Exercise requirements
Convert the lines of the rows into a Markdown table with the columns Number and Line, starting at the line that contains "Reviewer note: every instance of the light" and ending at the last line of the rows. Omit blank lines and number each remaining line in order.

===============

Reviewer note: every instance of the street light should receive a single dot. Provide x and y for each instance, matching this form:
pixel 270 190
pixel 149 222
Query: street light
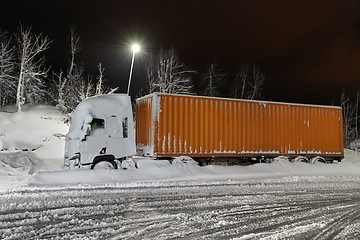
pixel 135 48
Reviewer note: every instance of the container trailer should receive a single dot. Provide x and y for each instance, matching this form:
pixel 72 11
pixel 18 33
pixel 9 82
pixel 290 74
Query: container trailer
pixel 204 128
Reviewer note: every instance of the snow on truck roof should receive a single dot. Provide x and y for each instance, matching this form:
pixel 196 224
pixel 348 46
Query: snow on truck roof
pixel 102 106
pixel 235 99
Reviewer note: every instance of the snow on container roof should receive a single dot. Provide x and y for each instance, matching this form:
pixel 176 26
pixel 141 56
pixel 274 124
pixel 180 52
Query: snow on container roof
pixel 102 106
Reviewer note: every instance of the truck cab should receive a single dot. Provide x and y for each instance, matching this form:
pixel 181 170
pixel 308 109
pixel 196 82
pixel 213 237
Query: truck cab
pixel 101 133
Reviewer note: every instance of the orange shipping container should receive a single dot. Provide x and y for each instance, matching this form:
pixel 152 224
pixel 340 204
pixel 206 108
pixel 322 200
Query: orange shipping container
pixel 170 125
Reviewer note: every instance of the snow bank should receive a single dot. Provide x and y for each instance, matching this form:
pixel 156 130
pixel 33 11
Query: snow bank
pixel 30 141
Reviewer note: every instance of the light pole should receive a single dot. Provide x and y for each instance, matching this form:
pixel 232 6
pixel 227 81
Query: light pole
pixel 135 48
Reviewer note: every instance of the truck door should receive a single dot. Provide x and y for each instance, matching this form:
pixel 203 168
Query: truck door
pixel 117 129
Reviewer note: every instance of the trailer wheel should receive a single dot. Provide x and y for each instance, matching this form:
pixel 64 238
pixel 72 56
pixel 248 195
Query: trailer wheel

===============

Task response
| Number | Line |
|---|---|
| 1 | Reviewer note: every instance of the light pole should receive a single dot. Provide x and y for each instance, matching this form: |
| 2 | pixel 232 6 |
| 3 | pixel 227 81 |
| 4 | Query: light pole |
| 5 | pixel 135 48 |
| 6 | Reviewer note: every instance of the truck door should receive a single dot. Provide x and y for each instance, matching this form: |
| 7 | pixel 203 168 |
| 8 | Query: truck door |
| 9 | pixel 117 129 |
| 10 | Reviewer note: every instance of the trailer wheel should receive a single dot. Provide x and y for each instance, matching this form: |
| 11 | pixel 64 238 |
| 12 | pixel 72 56 |
| 13 | pixel 248 195 |
| 14 | Query: trailer wheel |